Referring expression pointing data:
* * *
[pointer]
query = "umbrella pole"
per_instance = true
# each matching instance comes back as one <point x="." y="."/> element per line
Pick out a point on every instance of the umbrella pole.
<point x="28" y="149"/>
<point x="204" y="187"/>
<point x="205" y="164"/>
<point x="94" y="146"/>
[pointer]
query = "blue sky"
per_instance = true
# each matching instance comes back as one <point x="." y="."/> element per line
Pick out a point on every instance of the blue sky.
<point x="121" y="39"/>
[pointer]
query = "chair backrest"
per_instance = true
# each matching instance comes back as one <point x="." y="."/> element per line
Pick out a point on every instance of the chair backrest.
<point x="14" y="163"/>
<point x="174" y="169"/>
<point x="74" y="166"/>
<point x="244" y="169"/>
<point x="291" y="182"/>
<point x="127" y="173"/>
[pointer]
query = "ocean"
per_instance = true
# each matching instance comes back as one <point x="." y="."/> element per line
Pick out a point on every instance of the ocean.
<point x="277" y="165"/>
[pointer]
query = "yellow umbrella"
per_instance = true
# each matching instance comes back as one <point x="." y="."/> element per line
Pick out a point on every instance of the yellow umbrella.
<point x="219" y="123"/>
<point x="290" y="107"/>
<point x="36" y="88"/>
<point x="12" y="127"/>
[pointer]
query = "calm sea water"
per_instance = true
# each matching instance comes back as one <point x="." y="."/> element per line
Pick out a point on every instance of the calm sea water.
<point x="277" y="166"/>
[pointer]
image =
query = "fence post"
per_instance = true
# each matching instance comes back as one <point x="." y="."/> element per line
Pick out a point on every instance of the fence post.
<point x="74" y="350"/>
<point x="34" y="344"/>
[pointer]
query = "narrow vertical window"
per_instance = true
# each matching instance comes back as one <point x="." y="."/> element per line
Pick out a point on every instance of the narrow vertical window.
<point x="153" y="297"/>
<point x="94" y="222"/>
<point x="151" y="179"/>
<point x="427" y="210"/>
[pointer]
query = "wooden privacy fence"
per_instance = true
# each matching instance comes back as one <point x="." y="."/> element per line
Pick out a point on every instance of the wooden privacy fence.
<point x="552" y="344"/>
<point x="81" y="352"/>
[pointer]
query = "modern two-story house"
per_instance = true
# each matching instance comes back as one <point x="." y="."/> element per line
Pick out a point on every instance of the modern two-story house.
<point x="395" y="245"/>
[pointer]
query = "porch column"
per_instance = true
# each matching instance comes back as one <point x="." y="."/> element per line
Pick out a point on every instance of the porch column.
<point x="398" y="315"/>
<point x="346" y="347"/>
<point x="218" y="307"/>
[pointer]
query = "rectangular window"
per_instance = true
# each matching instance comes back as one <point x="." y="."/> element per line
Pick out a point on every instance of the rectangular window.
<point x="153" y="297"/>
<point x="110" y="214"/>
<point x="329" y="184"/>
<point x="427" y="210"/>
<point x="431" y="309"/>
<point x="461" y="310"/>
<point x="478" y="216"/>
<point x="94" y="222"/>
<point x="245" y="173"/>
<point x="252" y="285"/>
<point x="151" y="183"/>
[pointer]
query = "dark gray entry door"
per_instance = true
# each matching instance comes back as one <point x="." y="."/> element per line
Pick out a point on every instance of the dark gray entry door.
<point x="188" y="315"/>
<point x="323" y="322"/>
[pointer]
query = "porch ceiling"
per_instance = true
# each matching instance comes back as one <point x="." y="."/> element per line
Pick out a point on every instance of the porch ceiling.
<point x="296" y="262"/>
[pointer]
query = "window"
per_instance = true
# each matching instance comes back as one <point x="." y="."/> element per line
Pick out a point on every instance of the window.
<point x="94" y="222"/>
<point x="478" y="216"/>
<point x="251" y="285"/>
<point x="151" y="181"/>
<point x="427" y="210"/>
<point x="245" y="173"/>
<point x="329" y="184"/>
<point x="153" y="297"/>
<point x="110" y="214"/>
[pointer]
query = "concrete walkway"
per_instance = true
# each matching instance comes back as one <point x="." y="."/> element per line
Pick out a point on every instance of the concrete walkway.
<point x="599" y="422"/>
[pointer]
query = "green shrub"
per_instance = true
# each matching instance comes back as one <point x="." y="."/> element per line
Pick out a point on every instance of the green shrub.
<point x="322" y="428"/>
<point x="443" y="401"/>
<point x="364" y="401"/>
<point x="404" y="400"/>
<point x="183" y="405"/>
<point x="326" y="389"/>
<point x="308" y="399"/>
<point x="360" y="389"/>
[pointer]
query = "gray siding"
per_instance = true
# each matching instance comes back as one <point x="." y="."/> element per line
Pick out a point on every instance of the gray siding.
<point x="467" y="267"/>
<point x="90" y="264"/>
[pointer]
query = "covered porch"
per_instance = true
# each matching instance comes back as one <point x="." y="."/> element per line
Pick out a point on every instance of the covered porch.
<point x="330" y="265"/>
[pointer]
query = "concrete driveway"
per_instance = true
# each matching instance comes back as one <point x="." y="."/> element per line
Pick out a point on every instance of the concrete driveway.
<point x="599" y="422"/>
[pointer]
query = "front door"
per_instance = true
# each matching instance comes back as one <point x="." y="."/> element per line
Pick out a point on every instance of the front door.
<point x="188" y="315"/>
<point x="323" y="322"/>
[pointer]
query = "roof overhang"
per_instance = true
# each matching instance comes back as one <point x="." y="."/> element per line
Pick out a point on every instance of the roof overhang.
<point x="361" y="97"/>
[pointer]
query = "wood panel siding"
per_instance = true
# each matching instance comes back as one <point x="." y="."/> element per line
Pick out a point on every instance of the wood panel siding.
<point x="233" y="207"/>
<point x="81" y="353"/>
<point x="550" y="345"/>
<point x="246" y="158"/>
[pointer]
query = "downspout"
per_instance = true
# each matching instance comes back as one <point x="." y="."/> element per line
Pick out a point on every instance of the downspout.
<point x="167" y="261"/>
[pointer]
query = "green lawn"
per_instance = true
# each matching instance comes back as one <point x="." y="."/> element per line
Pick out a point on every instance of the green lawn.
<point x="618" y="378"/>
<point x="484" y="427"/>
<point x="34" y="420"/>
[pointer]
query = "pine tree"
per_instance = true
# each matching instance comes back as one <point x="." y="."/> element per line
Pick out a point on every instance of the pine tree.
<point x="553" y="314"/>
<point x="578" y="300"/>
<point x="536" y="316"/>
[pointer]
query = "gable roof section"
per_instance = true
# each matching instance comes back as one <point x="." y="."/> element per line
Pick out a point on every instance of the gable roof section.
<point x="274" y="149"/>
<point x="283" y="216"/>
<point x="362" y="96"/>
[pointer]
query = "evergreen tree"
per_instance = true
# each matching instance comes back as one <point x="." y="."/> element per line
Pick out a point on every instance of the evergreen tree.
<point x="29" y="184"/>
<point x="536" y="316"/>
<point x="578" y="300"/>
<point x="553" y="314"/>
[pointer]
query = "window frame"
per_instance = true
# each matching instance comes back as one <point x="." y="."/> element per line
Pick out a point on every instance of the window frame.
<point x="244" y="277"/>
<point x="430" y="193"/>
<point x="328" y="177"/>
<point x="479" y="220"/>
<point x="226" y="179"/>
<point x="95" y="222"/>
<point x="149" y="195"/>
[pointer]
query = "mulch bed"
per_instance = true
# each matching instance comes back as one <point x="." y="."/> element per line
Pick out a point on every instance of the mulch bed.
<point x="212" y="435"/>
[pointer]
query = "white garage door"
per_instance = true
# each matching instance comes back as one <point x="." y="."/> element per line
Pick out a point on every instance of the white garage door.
* * *
**Task description**
Each line above must be printed exactly as it appears.

**Answer box**
[pointer]
query = "umbrella pole"
per_instance = true
# each matching instance comes back as one <point x="." y="."/> element per line
Pick out a point on every instance of the umbrella pole.
<point x="28" y="149"/>
<point x="204" y="187"/>
<point x="205" y="164"/>
<point x="94" y="146"/>
[pointer]
query = "blue sky"
per_instance = true
# each matching instance comes back as one <point x="." y="."/> element per line
Pick out a point on every instance of the blue sky.
<point x="121" y="39"/>
[pointer]
query = "chair backrest"
per_instance = true
# each matching instance comes back as one <point x="." y="."/> element per line
Pick out a point on every instance of the chair backrest.
<point x="14" y="163"/>
<point x="174" y="169"/>
<point x="74" y="166"/>
<point x="244" y="169"/>
<point x="291" y="182"/>
<point x="127" y="173"/>
[pointer]
query = "ocean"
per_instance = true
# each matching instance comes back as one <point x="." y="."/> element per line
Pick out a point on every instance of the ocean.
<point x="277" y="165"/>
[pointer]
query = "yellow umbrella"
per_instance = true
# each matching instance comes back as one <point x="." y="."/> element per line
Pick out a point on every instance of the yellow umbrella.
<point x="219" y="123"/>
<point x="290" y="107"/>
<point x="36" y="88"/>
<point x="12" y="127"/>
[pointer]
query = "calm sea water"
per_instance = true
# each matching instance comes back as one <point x="." y="."/> element per line
Pick out a point on every instance of the calm sea water.
<point x="277" y="166"/>
[pointer]
image =
query = "fence post"
per_instance = true
# each matching instance comes back as one <point x="." y="."/> element per line
Pick out a point on every instance of the fence post.
<point x="74" y="350"/>
<point x="34" y="344"/>
[pointer]
query = "narrow vertical window"
per_instance = true
# each matching instance comes back as one <point x="." y="."/> element per line
Pick out a point on every instance of the narrow vertical window.
<point x="153" y="297"/>
<point x="94" y="222"/>
<point x="151" y="179"/>
<point x="427" y="210"/>
[pointer]
query = "wooden privacy fence"
per_instance = true
# each matching instance comes back as one <point x="." y="."/> element per line
Pick out a point on every instance of the wooden privacy fence.
<point x="552" y="344"/>
<point x="81" y="352"/>
[pointer]
query = "modern two-story house"
per_instance = true
# each matching instance comes back as one <point x="." y="."/> element per line
Pick out a point on every instance of the modern two-story house.
<point x="395" y="245"/>
[pointer]
query = "porch column"
per_instance = true
# each matching instance comes back as one <point x="." y="."/> element per line
Pick out a point on every instance of the porch column.
<point x="398" y="315"/>
<point x="346" y="347"/>
<point x="218" y="307"/>
[pointer]
query = "rectangular window"
per_instance = true
# each matching instance comes back as one <point x="." y="."/> element per line
Pick out a point on every instance of the rectangular window.
<point x="153" y="297"/>
<point x="110" y="214"/>
<point x="329" y="184"/>
<point x="427" y="210"/>
<point x="431" y="309"/>
<point x="461" y="310"/>
<point x="478" y="216"/>
<point x="94" y="222"/>
<point x="245" y="173"/>
<point x="252" y="285"/>
<point x="151" y="183"/>
[pointer]
query = "dark gray entry door"
per_instance = true
# each matching instance comes back as one <point x="." y="."/> element per line
Pick out a point on every instance of the dark gray entry door.
<point x="188" y="315"/>
<point x="323" y="322"/>
[pointer]
query = "porch ceiling"
per_instance = true
# each matching instance comes back as one <point x="." y="."/> element per line
Pick out a point on every instance of the porch ceiling.
<point x="296" y="262"/>
[pointer]
query = "window"
per_instance = true
# each matching instance comes back as one <point x="." y="."/> element per line
Pick out a point on every instance of the window.
<point x="94" y="222"/>
<point x="478" y="216"/>
<point x="251" y="285"/>
<point x="151" y="181"/>
<point x="427" y="210"/>
<point x="245" y="173"/>
<point x="329" y="184"/>
<point x="153" y="297"/>
<point x="110" y="214"/>
[pointer]
query = "concrete walkway"
per_instance = true
# each matching instance comes back as one <point x="." y="."/> element per line
Pick out a point on every instance of the concrete walkway.
<point x="599" y="422"/>
[pointer]
query = "green shrub"
per_instance = true
# each matching instance comes back as one <point x="." y="."/> element per line
Pick out a point on every instance of the green shrub.
<point x="322" y="428"/>
<point x="443" y="401"/>
<point x="364" y="401"/>
<point x="404" y="400"/>
<point x="183" y="405"/>
<point x="326" y="389"/>
<point x="308" y="399"/>
<point x="360" y="389"/>
[pointer]
query = "gray siding"
per_instance = true
# each matching instance comes back as one <point x="." y="."/> element per line
Pick out a point on every instance of the gray siding.
<point x="467" y="267"/>
<point x="90" y="264"/>
[pointer]
query = "covered porch"
per_instance = true
# each matching instance comes back as one <point x="." y="."/> element per line
Pick out a point on every instance of the covered porch.
<point x="330" y="265"/>
[pointer]
query = "concrete driveway"
per_instance = true
# each matching instance comes back as one <point x="." y="."/> element per line
Pick out a point on every instance of the concrete driveway.
<point x="599" y="422"/>
[pointer]
query = "front door"
per_instance = true
# each matching instance comes back as one <point x="." y="."/> element per line
Pick out a point on every instance of the front door.
<point x="188" y="315"/>
<point x="323" y="322"/>
[pointer]
query = "roof overhang"
per_instance = true
# each matching instance comes back as one <point x="." y="."/> element per line
Pick out a point on every instance of the roof overhang.
<point x="361" y="97"/>
[pointer]
query = "wood panel siding"
per_instance = true
# each matching instance comes back as one <point x="." y="."/> element per line
Pick out a point on every instance of the wood panel siding.
<point x="233" y="207"/>
<point x="81" y="353"/>
<point x="550" y="345"/>
<point x="246" y="158"/>
[pointer]
query = "downspout"
per_instance = true
# each matching instance comes back as one <point x="." y="."/> element per line
Pick out a point on every instance of the downspout.
<point x="167" y="261"/>
[pointer]
query = "green lawn"
per_instance = true
# each matching instance comes back as one <point x="." y="."/> element per line
Pick out a point on every instance of the green lawn.
<point x="618" y="378"/>
<point x="484" y="427"/>
<point x="34" y="420"/>
[pointer]
query = "pine tree"
per_instance = true
# each matching instance comes back as one <point x="." y="."/> element per line
Pick out a point on every instance of the pine tree.
<point x="553" y="314"/>
<point x="578" y="300"/>
<point x="536" y="316"/>
[pointer]
query = "gable roof section"
per_instance = true
# each matching instance comes back as one <point x="." y="."/> element per line
Pick out a point on every instance of the gable roof section.
<point x="274" y="149"/>
<point x="283" y="216"/>
<point x="362" y="96"/>
[pointer]
query = "evergreen tree"
per_instance = true
# each matching instance comes back as one <point x="." y="."/> element per line
Pick out a point on every instance of the evergreen tree.
<point x="29" y="184"/>
<point x="536" y="316"/>
<point x="578" y="300"/>
<point x="553" y="314"/>
[pointer]
query = "window frame"
per_instance = true
# each matching instance comes back as one <point x="." y="."/> element per line
Pick out a point on every instance of the window frame.
<point x="244" y="277"/>
<point x="430" y="193"/>
<point x="328" y="177"/>
<point x="479" y="220"/>
<point x="226" y="179"/>
<point x="95" y="222"/>
<point x="149" y="195"/>
[pointer]
query = "mulch bed"
per_instance = true
# each matching instance comes back as one <point x="." y="."/> element per line
Pick out a point on every instance of the mulch bed.
<point x="212" y="435"/>
[pointer]
query = "white garage door"
per_instance = true
# each matching instance comes back as one <point x="." y="."/> element per line
Pick out a point on every instance of the white garage door.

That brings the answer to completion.